Today, as Dr. Maran has so clearly explained, together with people in many other countries, we’re standing up in shared commitment and conscience to say No, Absolutely No, to the illegal and immoral practice of torture, and that the world demands that it stop.
Most especially, for us here in the U.S., we are talking about the illegal and immoral torture that’s been a staple of the U.S. government’s toolkit since 2001, and we’re saying this is a crime against humanity, and it must end — and all those responsible must be held accountable and brought to justice. And as long as this does NOT happen — the government of the U.S. and all other rulers around the world will take it as open permission to keep torturing.
World Can’t Wait gives props to Amnesty International and its Western Regional Office for anchoring this protest today, especially because on such a ceremonial date, some people make it into a bland ceremony-in-itself, a celebration even, abstract from reality. But Amnesty, you hit the mark exactly right, calling us to come together to PROTEST, and to voice the SPECIFIC DEMAND that the full torture report from the Senate Intelligence Committee be declassified and its pages opened to the world.
Six months ago just the executive summary was published, and even there the facts were laid bare. America’s hands are stained with the blood of torture victims, thousands of them, including over a hundred who’ve died under torture. And it’s all been fully approved, organized, and defended from the highest levels of power.

Data entries

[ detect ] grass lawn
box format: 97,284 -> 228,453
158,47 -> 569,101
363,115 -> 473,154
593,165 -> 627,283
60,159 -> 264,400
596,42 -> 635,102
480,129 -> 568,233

WORK ORDER 1.
Answer these questions about the anti-torture protest speech:
(a) Since what year does the speech say torture has been part of the U.S. government's toolkit?
(b) Which organization, and which of its offices, does the speech credit with anchoring the protest?
(c) According to the speech, how long ago was the executive summary published, and how many of the victims does it say died under torture?
WORK ORDER 2. Write the next paragraph of the anti-torture protest speech, picking up after its final sentence.

EXERCISE OUTPUT 1.
(a) 2001.
(b) Amnesty International and its Western Regional Office.
(c) Six months ago; over a hundred.

EXERCISE OUTPUT 2.
This, we have known, and condemned, for years. Our organizations and thousands of us have not been abstract about this reality. We’ve protested, and shouted out in writing and actions and in full page ads in the NYT, and been arrested, and we’ve kept going for many years. But now the defenders of the RDI program (“Rendition, Detention and enhanced Interrogation”) of Bush and Cheney — which is continued and defended under Obama — face a new wave of worldwide condemnation because of the Senate torture report. Even just from the executive summary alone, nobody can deny that great crimes have been committed. In the name of “keeping Americans safe” great crimes have been committed.
There is also the new exposure of how the CIA violated even its own guidelines on torture, including its performance of “human experimentation” on these prisoners. Who knew? The CIA actually had guidelines about how to do torture, AND knowingly broke them, AND then tried to paper that over by having medical professionals sign off on the torture.
This week a Guantanamo prisoner who has been on continuous hunger strike for 9 years is being ordered released. When he is shipped out, that will leave 115 men still at Guantanamo. 51 of them have been approved for release, all but 8 being Yemenis. Of the 51, 44 have been approved for release since 2009, the other 7 since 2013.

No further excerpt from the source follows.